[Annotated photo localization data]

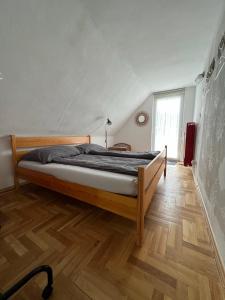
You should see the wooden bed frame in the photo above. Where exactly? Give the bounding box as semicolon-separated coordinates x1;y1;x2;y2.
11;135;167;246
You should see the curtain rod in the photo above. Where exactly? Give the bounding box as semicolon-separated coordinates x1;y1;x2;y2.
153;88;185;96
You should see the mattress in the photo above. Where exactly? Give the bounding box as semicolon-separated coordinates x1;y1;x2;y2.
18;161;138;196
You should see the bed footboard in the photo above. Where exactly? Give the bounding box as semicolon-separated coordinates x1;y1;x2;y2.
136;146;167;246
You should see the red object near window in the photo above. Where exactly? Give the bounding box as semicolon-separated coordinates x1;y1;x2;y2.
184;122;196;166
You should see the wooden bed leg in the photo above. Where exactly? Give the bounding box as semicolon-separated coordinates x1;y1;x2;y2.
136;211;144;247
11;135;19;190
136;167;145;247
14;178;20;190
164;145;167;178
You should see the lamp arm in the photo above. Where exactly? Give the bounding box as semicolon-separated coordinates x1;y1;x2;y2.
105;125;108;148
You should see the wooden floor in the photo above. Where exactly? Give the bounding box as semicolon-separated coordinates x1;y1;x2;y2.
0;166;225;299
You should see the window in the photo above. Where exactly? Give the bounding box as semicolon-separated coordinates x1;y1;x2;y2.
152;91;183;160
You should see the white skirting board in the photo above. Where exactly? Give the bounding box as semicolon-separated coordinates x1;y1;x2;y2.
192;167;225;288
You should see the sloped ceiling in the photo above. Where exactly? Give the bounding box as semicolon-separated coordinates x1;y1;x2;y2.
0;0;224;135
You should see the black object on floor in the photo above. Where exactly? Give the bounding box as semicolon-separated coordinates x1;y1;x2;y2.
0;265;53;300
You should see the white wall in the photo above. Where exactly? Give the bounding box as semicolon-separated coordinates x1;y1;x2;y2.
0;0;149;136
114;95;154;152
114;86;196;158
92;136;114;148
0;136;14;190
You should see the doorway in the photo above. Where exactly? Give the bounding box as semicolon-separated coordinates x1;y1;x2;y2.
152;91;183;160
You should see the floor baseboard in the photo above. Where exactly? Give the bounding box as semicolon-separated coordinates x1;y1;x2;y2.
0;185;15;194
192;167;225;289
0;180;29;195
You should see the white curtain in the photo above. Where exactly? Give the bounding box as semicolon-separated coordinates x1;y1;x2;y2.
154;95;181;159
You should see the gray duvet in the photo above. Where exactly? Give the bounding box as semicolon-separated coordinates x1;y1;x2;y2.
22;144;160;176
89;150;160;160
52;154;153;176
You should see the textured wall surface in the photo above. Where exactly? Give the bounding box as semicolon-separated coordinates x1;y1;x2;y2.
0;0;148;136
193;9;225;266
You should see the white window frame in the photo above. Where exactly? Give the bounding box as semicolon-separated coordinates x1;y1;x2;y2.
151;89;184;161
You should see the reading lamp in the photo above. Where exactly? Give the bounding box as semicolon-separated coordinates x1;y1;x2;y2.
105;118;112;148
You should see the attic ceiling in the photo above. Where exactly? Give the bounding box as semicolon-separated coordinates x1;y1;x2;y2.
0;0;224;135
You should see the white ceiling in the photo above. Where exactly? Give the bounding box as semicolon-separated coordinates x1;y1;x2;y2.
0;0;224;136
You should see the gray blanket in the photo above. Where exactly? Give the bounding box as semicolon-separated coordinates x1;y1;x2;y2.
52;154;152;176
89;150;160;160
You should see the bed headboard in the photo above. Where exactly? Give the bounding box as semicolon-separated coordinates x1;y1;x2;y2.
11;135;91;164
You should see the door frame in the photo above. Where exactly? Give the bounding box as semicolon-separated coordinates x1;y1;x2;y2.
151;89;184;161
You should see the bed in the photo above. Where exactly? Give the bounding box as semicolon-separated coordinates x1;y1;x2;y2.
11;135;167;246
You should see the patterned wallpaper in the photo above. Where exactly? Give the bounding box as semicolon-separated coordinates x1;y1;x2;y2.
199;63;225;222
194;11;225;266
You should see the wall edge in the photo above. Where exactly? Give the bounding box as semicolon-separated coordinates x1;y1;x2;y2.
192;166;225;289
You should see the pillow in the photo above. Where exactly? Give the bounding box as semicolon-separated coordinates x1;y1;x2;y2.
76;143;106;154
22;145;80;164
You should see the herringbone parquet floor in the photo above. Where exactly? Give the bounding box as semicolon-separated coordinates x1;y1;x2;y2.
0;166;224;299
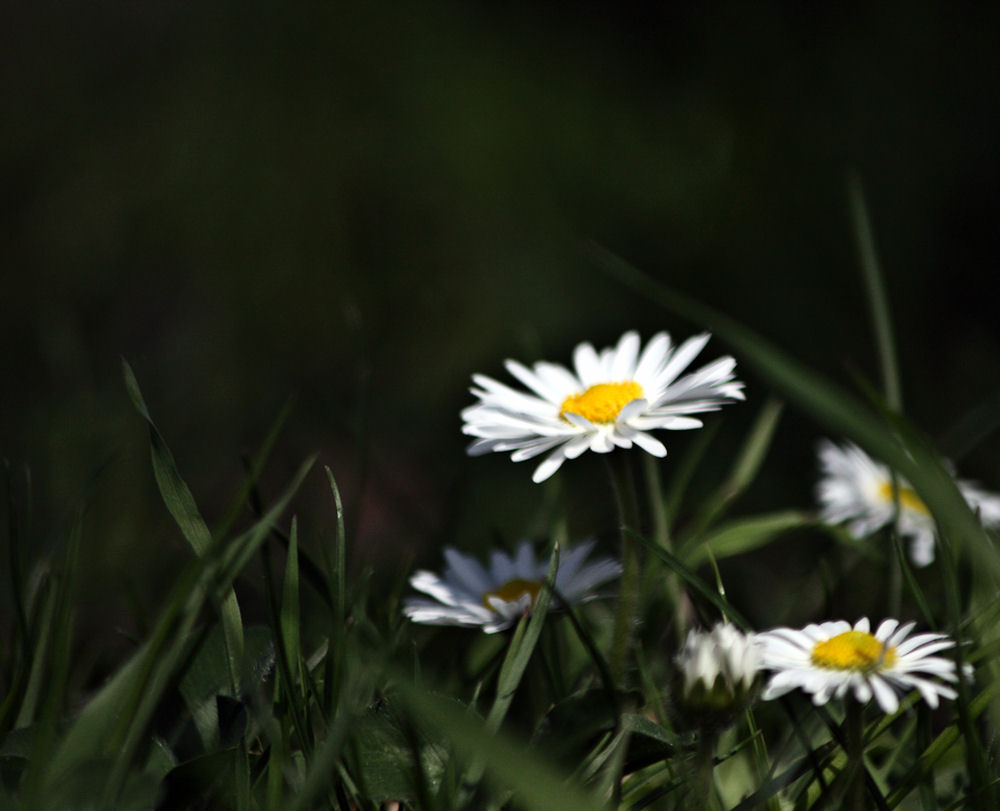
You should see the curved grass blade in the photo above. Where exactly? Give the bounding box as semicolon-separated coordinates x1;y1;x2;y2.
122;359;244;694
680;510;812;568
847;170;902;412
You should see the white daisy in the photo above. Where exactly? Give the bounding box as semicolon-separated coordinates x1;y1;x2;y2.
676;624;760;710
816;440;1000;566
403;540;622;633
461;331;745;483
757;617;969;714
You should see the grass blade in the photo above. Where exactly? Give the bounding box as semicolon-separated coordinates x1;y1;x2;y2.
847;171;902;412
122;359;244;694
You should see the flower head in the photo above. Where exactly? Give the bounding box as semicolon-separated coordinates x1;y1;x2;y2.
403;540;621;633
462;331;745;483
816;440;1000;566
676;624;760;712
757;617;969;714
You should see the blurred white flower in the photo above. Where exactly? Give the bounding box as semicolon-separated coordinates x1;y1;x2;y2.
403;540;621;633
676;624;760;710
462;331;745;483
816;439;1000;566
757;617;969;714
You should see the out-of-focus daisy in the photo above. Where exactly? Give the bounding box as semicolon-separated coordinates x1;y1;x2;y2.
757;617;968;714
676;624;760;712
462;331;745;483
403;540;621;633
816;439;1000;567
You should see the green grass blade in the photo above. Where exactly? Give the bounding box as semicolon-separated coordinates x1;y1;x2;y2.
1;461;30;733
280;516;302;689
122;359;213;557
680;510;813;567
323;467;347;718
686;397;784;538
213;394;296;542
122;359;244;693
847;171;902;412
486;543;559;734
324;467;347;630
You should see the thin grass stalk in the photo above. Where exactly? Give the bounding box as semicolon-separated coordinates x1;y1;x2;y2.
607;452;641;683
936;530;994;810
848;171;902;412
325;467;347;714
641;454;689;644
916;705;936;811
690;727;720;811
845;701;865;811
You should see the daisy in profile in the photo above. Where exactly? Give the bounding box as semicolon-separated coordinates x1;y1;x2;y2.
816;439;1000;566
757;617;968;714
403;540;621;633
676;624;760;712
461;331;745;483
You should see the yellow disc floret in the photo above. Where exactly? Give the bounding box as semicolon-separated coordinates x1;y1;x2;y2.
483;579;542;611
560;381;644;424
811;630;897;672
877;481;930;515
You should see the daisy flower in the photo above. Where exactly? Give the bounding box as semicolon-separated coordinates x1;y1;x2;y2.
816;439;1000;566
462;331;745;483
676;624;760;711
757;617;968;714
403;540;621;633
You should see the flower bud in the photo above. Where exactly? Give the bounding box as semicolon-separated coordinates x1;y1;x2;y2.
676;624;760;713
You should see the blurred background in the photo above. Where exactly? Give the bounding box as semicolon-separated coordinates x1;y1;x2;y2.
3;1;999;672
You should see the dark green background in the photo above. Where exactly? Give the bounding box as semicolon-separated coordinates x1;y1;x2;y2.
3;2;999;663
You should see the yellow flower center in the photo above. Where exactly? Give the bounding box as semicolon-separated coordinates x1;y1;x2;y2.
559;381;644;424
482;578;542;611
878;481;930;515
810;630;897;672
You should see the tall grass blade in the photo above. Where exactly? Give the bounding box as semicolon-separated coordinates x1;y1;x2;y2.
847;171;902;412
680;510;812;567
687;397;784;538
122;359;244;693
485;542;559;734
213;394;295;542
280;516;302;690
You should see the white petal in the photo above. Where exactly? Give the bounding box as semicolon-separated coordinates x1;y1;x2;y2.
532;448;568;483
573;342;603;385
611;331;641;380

==

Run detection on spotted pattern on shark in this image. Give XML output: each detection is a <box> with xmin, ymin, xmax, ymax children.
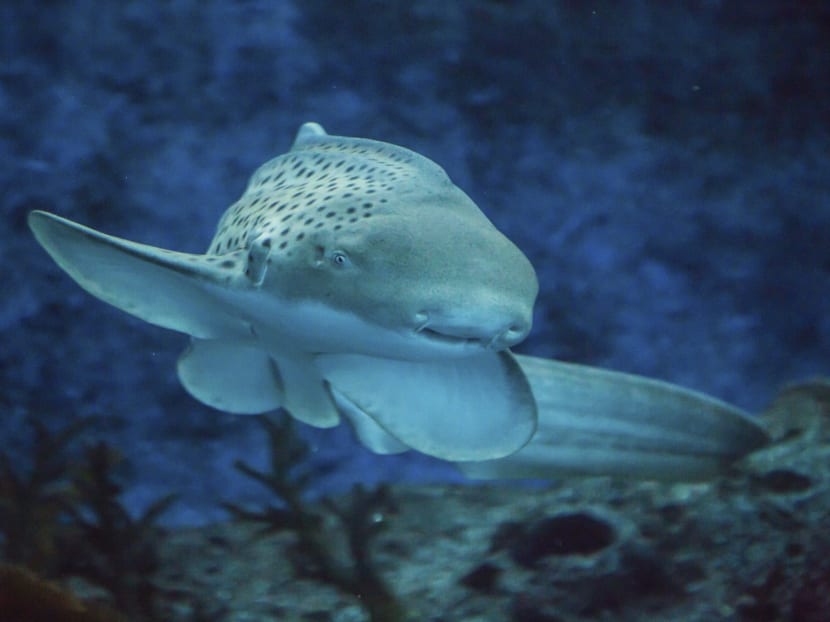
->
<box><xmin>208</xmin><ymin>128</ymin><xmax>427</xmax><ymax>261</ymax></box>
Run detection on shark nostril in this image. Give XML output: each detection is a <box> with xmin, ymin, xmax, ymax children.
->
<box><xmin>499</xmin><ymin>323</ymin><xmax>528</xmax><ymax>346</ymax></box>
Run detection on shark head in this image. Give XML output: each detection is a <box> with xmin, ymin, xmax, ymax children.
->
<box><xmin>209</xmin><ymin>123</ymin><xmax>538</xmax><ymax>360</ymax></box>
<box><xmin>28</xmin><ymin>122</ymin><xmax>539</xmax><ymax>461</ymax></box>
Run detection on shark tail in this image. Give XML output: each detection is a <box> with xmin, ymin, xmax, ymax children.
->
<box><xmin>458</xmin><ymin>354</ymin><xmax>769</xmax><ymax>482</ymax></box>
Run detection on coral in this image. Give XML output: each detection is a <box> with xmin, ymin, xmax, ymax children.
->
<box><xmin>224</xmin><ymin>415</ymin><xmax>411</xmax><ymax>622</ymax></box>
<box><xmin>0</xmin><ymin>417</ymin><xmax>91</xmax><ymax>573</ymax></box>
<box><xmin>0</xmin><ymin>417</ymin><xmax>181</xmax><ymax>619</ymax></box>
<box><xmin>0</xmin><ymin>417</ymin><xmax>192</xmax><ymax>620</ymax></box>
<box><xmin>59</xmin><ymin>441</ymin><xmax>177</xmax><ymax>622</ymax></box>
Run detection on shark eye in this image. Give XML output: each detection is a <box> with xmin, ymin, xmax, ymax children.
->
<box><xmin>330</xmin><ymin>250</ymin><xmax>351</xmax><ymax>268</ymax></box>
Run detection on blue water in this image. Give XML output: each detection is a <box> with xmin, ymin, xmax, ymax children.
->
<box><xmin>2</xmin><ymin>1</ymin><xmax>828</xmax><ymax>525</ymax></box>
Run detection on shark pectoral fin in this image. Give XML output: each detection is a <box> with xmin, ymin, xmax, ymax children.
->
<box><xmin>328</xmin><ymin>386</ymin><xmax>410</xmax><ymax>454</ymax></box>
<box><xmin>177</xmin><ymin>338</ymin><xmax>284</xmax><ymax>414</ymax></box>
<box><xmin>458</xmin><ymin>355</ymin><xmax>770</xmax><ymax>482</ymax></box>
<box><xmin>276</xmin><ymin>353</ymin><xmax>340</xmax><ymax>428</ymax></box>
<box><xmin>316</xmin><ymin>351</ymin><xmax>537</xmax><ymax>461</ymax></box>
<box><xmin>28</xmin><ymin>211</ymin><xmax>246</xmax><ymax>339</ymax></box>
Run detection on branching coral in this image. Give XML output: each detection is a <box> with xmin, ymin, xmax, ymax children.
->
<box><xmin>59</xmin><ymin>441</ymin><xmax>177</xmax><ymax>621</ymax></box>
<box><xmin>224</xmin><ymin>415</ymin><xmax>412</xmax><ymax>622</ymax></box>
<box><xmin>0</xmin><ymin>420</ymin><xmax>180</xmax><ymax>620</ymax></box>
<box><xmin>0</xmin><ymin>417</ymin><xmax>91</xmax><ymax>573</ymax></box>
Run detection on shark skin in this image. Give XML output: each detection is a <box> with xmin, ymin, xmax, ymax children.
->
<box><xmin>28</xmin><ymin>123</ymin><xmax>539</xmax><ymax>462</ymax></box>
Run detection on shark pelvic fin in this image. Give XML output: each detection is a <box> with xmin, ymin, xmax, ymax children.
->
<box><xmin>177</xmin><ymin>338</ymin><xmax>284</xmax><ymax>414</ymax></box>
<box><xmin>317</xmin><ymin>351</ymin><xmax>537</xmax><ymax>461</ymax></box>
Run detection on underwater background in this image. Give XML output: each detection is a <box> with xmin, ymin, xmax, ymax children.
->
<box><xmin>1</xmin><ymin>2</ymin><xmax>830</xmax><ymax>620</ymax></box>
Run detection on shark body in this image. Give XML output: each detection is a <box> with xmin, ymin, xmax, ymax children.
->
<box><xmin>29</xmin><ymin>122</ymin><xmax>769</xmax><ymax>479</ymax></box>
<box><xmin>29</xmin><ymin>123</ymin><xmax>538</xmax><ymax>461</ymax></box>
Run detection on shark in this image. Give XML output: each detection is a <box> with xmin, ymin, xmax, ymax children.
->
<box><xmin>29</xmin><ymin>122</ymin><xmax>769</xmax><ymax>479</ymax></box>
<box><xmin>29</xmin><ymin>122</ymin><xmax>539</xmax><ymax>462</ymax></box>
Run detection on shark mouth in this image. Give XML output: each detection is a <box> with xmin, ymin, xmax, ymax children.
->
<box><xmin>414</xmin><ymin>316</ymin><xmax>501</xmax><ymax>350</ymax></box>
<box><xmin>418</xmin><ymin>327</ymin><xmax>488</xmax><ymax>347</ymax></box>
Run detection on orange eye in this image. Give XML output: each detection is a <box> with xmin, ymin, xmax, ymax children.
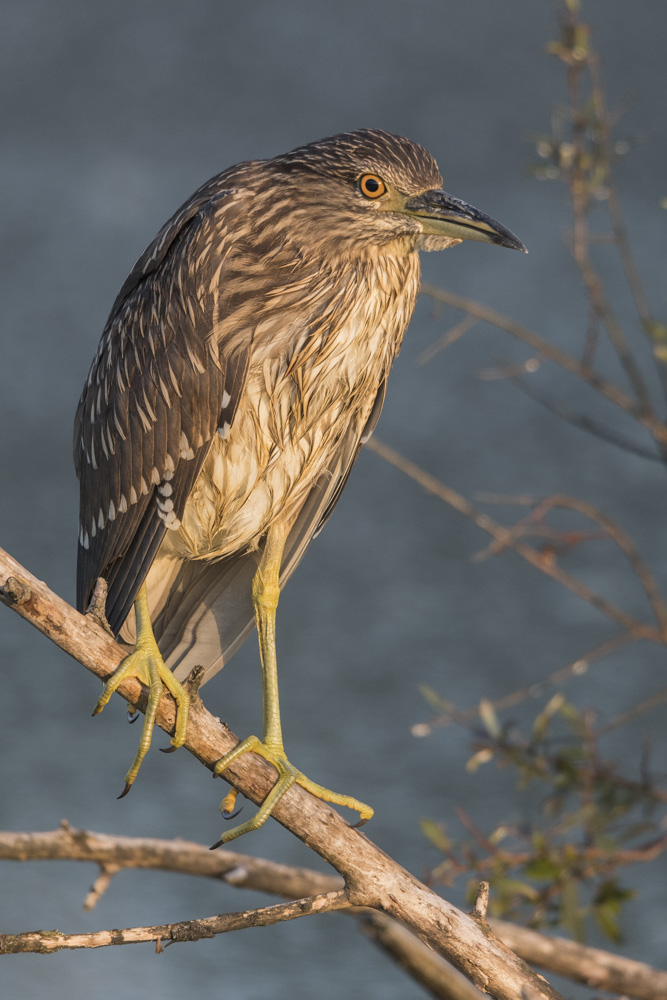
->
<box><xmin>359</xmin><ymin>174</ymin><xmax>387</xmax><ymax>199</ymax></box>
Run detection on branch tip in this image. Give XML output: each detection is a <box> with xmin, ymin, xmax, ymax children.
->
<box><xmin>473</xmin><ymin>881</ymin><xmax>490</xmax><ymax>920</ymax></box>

Directions for this task: Return only the number of lines above that include "coral".

Exercise answer: 2